=== Testo selezionato ===

Uno studio di Boston Consulting Group sul valore dei media, pubblicato lo scorso febbraio, indica come sia proprio sulla stampa quotidiana e periodica «il surplus maggiore di valore percepito tra online e tradizionale cartaceo». Questo avviene anche grazie al fatto di poter leggere online «testate che sono di difficile o nulla disponibilità», ciò che per esempio potrebbe consentire alle edicole di integrare la loro offerta o di annullare la difficile gestione attuale che di fatto complica la diffusione di giornali e riviste straniere» (un vero e proprio beneficio nella stagione turistica).

=== Dati mostrati ===

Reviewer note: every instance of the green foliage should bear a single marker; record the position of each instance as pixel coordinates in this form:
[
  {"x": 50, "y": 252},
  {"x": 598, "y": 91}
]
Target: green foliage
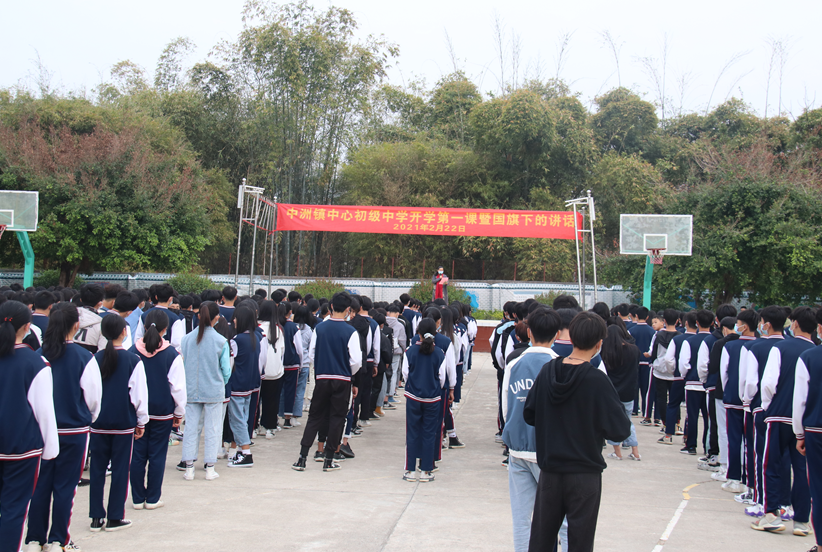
[
  {"x": 424, "y": 291},
  {"x": 187, "y": 283},
  {"x": 320, "y": 288},
  {"x": 51, "y": 278}
]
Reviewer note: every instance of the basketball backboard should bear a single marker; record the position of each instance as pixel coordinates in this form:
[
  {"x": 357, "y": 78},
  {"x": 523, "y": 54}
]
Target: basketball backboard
[
  {"x": 18, "y": 210},
  {"x": 671, "y": 234}
]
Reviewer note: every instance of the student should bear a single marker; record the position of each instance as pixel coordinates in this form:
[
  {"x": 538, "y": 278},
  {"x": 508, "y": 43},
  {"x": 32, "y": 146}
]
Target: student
[
  {"x": 250, "y": 355},
  {"x": 79, "y": 388},
  {"x": 424, "y": 374},
  {"x": 165, "y": 376},
  {"x": 519, "y": 437},
  {"x": 207, "y": 362},
  {"x": 752, "y": 367},
  {"x": 778, "y": 382},
  {"x": 28, "y": 428},
  {"x": 570, "y": 454},
  {"x": 732, "y": 384},
  {"x": 336, "y": 354},
  {"x": 807, "y": 423},
  {"x": 694, "y": 353},
  {"x": 122, "y": 419}
]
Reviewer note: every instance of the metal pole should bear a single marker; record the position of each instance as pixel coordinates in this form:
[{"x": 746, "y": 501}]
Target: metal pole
[{"x": 240, "y": 205}]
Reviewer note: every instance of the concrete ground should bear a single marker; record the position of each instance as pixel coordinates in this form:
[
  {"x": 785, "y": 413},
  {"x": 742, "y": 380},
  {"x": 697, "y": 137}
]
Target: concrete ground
[{"x": 367, "y": 506}]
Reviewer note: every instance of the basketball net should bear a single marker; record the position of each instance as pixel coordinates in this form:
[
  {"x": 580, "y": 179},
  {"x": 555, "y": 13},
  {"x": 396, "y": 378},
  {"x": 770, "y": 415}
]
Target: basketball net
[{"x": 656, "y": 255}]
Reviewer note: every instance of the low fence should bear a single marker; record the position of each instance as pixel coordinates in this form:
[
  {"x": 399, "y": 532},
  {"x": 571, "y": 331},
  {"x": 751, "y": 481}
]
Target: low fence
[{"x": 485, "y": 295}]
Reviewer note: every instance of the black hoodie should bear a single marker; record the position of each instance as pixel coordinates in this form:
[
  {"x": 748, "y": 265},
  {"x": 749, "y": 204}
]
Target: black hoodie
[{"x": 573, "y": 408}]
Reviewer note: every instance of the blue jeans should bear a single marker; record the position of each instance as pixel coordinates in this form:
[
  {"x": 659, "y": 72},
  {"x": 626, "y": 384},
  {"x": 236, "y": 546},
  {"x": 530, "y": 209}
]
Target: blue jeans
[
  {"x": 238, "y": 419},
  {"x": 302, "y": 381},
  {"x": 207, "y": 417},
  {"x": 522, "y": 486},
  {"x": 630, "y": 441}
]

===

# Esercizi proposti
1. Secondo il testo, quando è stato pubblicato lo studio di Boston Consulting Group sul valore dei media?
2. Riscrivi le righe dell'elenco a partire da quella che contiene "Reviewer note: every instance of the basketball net" e fino alla fine dell'elenco, sostituendo "black hoodie" con "dark hoodie" e lasciando invariato tutto il resto.
Il testo e l'elenco sono indipendenti l'uno dall'altro.

# Risultati esercizi
1. Lo scorso febbraio.

2.
Reviewer note: every instance of the basketball net should bear a single marker; record the position of each instance as pixel coordinates in this form:
[
  {"x": 580, "y": 179},
  {"x": 555, "y": 13},
  {"x": 396, "y": 378},
  {"x": 770, "y": 415}
]
Target: basketball net
[{"x": 656, "y": 255}]
Reviewer note: every instance of the low fence should bear a single marker; record the position of each instance as pixel coordinates in this form:
[
  {"x": 399, "y": 532},
  {"x": 571, "y": 331},
  {"x": 751, "y": 481}
]
Target: low fence
[{"x": 485, "y": 295}]
Reviewer note: every instance of the dark hoodie should bear a single marker; record the position of each instance as pixel coordinates in this form:
[
  {"x": 748, "y": 265},
  {"x": 749, "y": 204}
]
Target: dark hoodie
[{"x": 573, "y": 408}]
Reviewer note: every instance of the blue jeans should bear a single marker; record the position of each instance as pixel coordinates in this form:
[
  {"x": 659, "y": 72},
  {"x": 626, "y": 384},
  {"x": 236, "y": 546},
  {"x": 530, "y": 209}
]
Target: blue jeans
[
  {"x": 238, "y": 419},
  {"x": 302, "y": 381},
  {"x": 207, "y": 417},
  {"x": 522, "y": 486},
  {"x": 630, "y": 441}
]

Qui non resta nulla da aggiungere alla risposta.